**Objective:** Could you copy the entries below, requests included, from the very first line through the line containing "[0,0,384,446]" (both ends inclusive), offsetting every bounding-box coordinate in the answers by -80?

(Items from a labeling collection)
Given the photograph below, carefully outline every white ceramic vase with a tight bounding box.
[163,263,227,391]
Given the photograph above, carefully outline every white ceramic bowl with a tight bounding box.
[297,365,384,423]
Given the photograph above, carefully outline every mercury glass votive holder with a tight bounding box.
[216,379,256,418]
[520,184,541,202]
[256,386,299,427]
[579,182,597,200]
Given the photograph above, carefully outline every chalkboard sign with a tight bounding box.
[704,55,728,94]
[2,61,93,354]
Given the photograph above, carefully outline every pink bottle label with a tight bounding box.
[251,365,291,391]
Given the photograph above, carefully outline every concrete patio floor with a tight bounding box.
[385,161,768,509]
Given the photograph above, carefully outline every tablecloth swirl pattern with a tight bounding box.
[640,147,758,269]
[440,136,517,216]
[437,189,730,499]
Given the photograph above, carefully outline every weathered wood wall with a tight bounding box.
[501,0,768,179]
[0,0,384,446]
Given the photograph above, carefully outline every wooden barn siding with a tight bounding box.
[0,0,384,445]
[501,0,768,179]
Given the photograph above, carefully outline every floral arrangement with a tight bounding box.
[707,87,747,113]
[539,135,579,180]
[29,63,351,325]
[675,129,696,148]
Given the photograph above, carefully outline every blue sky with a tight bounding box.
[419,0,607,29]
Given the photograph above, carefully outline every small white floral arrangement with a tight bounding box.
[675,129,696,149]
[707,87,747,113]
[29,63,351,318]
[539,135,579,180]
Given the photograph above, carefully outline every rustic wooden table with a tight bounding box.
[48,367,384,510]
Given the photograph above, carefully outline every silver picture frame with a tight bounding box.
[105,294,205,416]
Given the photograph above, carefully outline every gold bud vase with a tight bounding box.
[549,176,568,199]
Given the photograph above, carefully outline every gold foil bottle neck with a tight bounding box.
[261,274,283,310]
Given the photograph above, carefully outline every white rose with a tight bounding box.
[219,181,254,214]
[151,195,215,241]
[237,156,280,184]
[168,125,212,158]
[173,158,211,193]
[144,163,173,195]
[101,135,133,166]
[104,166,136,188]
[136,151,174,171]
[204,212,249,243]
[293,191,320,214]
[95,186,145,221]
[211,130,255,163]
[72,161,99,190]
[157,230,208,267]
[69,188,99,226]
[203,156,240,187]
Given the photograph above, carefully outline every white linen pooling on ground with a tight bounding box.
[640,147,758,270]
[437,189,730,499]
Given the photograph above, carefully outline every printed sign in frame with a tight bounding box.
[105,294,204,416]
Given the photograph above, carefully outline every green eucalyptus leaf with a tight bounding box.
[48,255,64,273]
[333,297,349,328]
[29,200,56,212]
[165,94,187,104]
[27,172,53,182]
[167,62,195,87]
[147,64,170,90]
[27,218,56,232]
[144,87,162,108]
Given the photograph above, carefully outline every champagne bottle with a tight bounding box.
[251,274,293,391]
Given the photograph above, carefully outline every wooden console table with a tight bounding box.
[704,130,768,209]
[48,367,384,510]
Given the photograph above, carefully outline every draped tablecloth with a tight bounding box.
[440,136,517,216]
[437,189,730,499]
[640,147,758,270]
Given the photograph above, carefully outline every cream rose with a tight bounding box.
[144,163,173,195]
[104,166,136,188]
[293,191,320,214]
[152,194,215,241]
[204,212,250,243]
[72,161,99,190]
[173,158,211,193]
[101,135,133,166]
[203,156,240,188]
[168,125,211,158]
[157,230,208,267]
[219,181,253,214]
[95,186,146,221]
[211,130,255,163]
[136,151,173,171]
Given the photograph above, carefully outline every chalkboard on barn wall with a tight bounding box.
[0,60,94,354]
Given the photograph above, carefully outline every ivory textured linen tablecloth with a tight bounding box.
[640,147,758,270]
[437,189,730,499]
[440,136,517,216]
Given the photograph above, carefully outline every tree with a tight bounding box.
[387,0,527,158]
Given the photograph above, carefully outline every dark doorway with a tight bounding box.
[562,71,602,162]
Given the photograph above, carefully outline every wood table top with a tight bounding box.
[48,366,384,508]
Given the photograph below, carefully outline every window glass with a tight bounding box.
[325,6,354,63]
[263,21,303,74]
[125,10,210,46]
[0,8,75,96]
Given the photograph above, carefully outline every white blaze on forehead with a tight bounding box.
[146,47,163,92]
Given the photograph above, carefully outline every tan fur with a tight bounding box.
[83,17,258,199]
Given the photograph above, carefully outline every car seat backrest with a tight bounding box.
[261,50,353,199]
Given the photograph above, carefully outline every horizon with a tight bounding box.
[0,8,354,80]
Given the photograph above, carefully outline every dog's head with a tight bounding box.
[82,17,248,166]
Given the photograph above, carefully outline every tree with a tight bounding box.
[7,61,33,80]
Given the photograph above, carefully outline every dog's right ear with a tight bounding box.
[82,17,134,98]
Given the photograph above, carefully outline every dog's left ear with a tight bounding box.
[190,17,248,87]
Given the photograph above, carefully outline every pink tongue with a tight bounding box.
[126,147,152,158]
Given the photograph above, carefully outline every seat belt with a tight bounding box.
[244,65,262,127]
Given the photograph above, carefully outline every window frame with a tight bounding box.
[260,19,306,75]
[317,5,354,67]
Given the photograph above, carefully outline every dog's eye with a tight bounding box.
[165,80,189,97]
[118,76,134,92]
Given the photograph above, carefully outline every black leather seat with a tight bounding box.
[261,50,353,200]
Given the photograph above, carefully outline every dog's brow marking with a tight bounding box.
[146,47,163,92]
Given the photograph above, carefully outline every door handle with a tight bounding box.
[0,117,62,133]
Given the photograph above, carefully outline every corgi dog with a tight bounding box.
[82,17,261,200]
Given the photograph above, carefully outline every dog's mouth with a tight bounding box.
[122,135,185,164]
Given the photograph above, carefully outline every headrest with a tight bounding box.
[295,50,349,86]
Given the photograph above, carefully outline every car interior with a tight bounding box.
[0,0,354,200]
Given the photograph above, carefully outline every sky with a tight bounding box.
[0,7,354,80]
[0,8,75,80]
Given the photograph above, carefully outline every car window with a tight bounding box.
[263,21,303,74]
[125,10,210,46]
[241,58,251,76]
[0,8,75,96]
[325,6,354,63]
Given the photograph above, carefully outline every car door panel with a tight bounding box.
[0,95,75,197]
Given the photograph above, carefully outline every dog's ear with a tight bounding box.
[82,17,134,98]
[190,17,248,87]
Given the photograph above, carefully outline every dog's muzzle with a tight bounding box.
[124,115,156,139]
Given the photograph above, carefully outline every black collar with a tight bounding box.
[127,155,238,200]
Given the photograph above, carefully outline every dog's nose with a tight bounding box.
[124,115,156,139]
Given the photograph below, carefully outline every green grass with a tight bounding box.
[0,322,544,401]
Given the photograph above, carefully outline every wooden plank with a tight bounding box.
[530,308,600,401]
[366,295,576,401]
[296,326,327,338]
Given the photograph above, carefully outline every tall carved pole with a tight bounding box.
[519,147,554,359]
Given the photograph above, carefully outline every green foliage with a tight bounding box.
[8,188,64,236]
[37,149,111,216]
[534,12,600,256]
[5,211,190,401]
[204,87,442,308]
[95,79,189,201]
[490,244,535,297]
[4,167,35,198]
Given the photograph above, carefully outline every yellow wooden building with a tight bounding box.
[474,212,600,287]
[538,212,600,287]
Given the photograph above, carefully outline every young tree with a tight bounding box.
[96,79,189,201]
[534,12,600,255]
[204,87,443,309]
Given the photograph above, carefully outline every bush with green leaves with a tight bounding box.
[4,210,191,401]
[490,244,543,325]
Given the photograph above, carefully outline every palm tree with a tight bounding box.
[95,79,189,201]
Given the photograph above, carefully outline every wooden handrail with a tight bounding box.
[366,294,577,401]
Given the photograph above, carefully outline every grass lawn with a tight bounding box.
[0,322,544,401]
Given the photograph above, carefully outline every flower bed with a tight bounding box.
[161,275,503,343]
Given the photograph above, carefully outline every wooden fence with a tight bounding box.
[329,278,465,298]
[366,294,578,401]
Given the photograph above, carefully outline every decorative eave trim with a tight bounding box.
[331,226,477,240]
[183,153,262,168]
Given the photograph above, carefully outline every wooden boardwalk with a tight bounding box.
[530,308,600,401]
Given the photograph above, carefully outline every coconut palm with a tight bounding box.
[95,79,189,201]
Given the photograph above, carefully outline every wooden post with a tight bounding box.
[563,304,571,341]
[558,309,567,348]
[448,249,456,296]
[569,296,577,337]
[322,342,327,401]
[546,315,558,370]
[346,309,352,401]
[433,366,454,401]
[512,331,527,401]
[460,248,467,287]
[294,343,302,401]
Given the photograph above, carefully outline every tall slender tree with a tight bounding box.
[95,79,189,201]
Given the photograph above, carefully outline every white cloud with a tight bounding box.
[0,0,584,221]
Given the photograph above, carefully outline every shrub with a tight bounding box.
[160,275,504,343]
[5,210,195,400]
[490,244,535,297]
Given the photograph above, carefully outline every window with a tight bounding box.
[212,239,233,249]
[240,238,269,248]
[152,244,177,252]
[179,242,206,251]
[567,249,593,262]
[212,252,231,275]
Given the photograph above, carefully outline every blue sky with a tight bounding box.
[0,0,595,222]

**Solution for this exercise:**
Given the photograph below, carefully outline every white ceramic vase with a tight bounding box.
[83,183,147,311]
Given the photograph above, carefully outline every white ceramic bowl with a tight bounding box.
[217,285,304,343]
Given the photograph above, carefully outline every mercury glass votive holder with a tight bounding box.
[136,299,176,338]
[440,104,461,122]
[176,306,219,347]
[499,102,517,120]
Given the photograph above, carefully outline every chalkboard sign with a tight bounding box.
[624,-25,648,14]
[-78,-19,13,274]
Given the photograph above, carefully outline every pink bottle label with a tight bounding box.
[171,285,211,311]
Given the photograph above, carefully outline every concrete patio floor with a tight bounding box.
[305,81,688,429]
Given the photograph above, carefully outline every tablecloth swirl pattern with a tight bounding box.
[560,67,678,189]
[360,56,437,136]
[357,109,650,419]
Given the photograph above, carefully outline every weathered wood wall with a tight bounding box.
[421,-80,688,99]
[-80,-80,304,366]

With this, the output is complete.